WHAT TO DO => Could you filter the records below and return each line that holds "roof"?

Saved entries:
────────

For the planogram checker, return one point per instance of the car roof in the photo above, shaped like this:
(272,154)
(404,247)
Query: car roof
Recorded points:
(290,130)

────────

TASK OUTPUT =>
For the planogram checker, return one point per instance of the car roof in the photo above, shaped like this:
Query: car roof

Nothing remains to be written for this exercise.